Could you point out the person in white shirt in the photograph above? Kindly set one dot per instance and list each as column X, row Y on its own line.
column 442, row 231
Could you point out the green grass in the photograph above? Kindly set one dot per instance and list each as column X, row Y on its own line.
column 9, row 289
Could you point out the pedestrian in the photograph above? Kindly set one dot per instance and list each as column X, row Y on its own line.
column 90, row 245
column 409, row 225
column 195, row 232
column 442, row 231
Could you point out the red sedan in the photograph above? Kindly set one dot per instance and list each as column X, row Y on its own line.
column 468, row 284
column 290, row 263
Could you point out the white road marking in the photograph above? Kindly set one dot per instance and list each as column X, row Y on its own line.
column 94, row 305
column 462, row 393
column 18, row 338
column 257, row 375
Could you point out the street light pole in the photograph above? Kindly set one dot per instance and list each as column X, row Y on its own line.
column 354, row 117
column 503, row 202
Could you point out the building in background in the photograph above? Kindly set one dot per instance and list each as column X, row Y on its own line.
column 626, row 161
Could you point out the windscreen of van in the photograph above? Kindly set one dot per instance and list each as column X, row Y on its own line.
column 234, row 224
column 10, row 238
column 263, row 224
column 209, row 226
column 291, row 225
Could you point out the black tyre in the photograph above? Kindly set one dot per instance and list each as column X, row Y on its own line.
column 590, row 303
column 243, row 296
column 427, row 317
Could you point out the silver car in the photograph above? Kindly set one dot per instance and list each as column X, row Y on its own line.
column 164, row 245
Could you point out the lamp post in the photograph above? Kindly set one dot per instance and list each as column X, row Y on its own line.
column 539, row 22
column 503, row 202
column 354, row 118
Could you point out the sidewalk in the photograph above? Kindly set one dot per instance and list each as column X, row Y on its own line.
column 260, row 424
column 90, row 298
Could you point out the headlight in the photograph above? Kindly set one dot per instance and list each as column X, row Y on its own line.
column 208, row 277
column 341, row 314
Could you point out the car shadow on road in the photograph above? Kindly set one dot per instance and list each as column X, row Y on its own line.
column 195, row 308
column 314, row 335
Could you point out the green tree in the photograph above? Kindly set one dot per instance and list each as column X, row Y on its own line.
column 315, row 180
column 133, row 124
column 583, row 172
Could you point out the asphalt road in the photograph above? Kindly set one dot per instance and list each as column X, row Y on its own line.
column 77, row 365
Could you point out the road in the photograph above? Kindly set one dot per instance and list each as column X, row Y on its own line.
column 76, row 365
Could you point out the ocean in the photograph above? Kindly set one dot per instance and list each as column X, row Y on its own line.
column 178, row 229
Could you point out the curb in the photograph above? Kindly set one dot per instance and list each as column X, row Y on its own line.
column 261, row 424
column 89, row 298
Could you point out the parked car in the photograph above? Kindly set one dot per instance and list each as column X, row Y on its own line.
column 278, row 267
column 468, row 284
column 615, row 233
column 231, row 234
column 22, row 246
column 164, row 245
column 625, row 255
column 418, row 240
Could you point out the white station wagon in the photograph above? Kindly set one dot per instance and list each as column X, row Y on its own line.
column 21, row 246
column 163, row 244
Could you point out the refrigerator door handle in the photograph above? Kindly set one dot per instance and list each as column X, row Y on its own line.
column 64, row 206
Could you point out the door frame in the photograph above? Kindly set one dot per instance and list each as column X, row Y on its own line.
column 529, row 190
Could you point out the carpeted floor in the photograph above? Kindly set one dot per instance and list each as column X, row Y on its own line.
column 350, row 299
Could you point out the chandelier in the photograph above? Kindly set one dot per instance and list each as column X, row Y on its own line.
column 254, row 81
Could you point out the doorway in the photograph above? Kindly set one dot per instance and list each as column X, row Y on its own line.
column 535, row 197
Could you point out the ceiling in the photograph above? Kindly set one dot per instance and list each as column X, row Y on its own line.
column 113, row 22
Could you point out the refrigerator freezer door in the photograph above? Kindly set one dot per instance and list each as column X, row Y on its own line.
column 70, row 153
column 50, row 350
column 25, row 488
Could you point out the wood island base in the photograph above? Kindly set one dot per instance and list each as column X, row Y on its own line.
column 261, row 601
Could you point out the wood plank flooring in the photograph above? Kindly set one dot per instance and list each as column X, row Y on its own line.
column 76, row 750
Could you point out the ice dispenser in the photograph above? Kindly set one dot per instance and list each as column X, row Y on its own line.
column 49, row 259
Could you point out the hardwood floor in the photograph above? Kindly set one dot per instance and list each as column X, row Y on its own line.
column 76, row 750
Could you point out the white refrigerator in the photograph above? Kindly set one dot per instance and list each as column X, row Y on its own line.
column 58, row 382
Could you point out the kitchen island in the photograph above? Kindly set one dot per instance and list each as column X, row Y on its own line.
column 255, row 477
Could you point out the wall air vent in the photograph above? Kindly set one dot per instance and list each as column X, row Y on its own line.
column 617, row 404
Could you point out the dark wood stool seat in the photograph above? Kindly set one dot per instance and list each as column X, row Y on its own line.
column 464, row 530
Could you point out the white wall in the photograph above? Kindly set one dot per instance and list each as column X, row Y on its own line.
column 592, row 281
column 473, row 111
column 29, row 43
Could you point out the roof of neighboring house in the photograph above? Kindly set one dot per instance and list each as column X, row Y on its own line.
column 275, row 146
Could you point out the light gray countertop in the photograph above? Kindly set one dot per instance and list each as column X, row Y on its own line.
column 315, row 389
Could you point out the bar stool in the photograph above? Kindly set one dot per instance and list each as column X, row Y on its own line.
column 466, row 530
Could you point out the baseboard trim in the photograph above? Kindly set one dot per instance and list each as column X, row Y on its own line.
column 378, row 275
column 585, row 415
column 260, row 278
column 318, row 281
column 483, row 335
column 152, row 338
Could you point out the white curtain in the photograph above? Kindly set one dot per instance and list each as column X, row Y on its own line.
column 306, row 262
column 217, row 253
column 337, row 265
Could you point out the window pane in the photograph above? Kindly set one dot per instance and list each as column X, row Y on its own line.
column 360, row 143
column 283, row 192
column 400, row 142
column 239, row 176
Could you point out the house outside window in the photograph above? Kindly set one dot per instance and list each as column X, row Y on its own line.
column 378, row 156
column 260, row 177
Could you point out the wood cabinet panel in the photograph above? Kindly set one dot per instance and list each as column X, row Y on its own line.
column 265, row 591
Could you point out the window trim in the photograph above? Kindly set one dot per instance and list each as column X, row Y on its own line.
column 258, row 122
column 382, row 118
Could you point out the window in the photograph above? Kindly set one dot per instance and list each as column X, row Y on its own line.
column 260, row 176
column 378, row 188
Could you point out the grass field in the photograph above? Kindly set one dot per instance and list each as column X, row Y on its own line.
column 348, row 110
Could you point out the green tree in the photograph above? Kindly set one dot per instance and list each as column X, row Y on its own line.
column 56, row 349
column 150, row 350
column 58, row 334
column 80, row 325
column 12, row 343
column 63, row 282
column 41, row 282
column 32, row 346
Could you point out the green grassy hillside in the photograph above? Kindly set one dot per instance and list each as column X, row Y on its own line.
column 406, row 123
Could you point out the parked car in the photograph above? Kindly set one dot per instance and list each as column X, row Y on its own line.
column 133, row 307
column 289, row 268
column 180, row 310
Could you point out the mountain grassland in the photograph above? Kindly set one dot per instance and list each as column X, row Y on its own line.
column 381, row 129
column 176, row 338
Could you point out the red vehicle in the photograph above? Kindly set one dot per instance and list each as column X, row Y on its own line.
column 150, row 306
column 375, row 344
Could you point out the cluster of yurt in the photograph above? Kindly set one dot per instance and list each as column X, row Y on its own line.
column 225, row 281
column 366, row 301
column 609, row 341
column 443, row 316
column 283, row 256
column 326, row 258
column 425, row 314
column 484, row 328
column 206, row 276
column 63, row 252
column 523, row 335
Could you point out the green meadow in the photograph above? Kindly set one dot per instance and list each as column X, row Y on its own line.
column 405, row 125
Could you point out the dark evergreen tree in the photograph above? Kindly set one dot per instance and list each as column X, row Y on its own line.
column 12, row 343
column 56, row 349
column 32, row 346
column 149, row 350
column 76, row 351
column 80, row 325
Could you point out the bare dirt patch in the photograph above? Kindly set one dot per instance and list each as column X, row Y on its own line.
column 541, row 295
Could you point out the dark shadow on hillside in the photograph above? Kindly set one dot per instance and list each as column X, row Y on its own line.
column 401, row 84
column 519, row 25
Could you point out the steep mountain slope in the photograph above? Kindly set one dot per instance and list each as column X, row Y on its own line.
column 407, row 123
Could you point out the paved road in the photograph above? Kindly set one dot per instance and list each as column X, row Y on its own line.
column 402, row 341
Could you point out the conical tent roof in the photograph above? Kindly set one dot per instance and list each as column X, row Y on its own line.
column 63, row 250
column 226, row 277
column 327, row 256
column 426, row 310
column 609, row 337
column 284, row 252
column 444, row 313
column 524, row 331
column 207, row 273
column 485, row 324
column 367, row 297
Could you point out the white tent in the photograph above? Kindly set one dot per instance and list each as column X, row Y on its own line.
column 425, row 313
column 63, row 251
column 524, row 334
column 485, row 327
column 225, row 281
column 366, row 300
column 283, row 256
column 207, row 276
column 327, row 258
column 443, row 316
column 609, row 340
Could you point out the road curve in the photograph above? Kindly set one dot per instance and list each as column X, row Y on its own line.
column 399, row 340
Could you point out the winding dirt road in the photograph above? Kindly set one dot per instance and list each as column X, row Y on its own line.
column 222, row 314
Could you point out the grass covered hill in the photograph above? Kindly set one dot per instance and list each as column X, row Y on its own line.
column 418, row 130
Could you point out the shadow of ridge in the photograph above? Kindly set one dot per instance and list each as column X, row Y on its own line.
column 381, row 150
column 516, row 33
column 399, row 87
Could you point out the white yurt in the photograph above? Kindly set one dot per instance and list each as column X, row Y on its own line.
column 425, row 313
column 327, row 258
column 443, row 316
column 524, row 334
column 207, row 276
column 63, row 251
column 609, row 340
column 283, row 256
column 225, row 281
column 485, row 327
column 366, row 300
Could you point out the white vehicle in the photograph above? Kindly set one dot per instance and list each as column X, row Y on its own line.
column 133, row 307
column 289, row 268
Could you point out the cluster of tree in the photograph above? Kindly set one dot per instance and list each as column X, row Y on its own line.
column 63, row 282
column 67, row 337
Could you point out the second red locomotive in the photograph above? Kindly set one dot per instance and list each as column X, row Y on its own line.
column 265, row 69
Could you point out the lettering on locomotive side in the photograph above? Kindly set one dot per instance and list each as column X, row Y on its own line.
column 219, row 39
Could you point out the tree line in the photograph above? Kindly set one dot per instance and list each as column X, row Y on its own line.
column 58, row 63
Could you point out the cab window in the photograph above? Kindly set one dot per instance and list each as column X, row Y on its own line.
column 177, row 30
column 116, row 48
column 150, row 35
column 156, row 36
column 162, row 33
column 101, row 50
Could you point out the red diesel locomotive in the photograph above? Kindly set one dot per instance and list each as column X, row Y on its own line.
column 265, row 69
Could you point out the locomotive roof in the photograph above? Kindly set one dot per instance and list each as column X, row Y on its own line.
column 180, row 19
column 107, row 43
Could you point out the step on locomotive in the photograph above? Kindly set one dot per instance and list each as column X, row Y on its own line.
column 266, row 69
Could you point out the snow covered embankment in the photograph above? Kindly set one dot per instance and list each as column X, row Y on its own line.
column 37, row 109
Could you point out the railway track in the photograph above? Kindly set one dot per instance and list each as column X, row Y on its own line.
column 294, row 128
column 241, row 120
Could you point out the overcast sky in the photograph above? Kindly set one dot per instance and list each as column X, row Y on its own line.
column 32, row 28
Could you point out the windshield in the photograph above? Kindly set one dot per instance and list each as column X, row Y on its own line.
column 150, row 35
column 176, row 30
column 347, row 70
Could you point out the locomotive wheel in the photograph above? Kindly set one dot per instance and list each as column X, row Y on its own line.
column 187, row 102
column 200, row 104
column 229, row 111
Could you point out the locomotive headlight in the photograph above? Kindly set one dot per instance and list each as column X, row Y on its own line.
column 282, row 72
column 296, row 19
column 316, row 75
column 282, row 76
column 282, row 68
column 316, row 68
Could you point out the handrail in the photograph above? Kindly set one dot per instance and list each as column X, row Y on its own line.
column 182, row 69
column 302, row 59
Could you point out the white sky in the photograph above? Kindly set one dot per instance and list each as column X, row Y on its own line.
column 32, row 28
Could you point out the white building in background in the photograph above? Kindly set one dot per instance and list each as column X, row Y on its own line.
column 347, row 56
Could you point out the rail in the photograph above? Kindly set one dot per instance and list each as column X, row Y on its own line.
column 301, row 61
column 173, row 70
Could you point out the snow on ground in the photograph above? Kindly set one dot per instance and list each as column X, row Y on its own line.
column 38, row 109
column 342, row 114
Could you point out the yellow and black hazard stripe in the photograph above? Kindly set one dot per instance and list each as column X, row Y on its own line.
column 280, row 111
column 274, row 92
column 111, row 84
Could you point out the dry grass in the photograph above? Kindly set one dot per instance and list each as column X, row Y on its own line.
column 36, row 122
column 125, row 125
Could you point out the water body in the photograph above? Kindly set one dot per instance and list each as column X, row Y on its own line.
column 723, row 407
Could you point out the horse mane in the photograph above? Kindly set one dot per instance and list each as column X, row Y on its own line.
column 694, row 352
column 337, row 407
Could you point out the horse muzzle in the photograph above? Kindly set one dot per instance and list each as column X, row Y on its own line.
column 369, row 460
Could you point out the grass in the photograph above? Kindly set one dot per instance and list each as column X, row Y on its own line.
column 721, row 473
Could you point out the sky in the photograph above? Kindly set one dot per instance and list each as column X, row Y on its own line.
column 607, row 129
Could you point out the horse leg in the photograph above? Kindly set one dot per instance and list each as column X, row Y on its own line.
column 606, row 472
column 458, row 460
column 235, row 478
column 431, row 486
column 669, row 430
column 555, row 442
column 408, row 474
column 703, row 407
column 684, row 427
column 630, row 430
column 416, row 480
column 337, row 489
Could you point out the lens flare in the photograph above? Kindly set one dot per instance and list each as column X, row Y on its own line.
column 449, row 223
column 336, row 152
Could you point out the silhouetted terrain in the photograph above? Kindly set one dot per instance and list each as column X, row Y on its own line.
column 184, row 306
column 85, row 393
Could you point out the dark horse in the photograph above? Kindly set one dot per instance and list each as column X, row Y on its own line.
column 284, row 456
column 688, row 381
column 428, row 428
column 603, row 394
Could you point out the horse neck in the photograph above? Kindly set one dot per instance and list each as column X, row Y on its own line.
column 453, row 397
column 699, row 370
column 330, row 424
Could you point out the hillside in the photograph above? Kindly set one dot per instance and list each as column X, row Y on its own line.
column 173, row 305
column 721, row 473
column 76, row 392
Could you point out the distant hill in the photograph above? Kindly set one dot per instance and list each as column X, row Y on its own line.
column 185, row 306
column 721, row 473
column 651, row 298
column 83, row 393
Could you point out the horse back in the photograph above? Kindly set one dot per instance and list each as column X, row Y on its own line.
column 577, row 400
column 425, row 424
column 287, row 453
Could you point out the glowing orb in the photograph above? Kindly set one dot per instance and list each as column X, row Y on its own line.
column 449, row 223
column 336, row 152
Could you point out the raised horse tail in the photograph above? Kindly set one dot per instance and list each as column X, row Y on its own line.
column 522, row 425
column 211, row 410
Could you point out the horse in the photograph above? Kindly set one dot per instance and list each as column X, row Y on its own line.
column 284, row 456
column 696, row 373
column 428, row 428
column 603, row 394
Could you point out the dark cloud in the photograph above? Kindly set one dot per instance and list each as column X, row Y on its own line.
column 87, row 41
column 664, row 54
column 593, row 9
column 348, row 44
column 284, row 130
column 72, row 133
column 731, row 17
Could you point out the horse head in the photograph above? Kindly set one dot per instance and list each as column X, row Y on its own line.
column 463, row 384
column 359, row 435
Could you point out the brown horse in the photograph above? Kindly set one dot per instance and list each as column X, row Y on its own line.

----

§ GOAL OF THE EXERCISE: Begin with the line that contains "Could you point out the dark cloud". Repeat it and every line after it through the end of the listing, exactly, and print nothing more.

§ EXPECTED ANSWER:
Could you point out the dark cloud in the photograph above? Kindly set one dot per instance and list each as column X, row Y on its own line.
column 87, row 41
column 664, row 54
column 593, row 9
column 348, row 44
column 284, row 130
column 72, row 133
column 731, row 17
Could you point out the horse head in the photograph above? Kindly set one dot per instance and list each as column X, row Y on its own line.
column 463, row 384
column 359, row 435
Could you point out the brown horse in the photograph above? Kindly set one dot per instance and list each as column X, row Y on its own line.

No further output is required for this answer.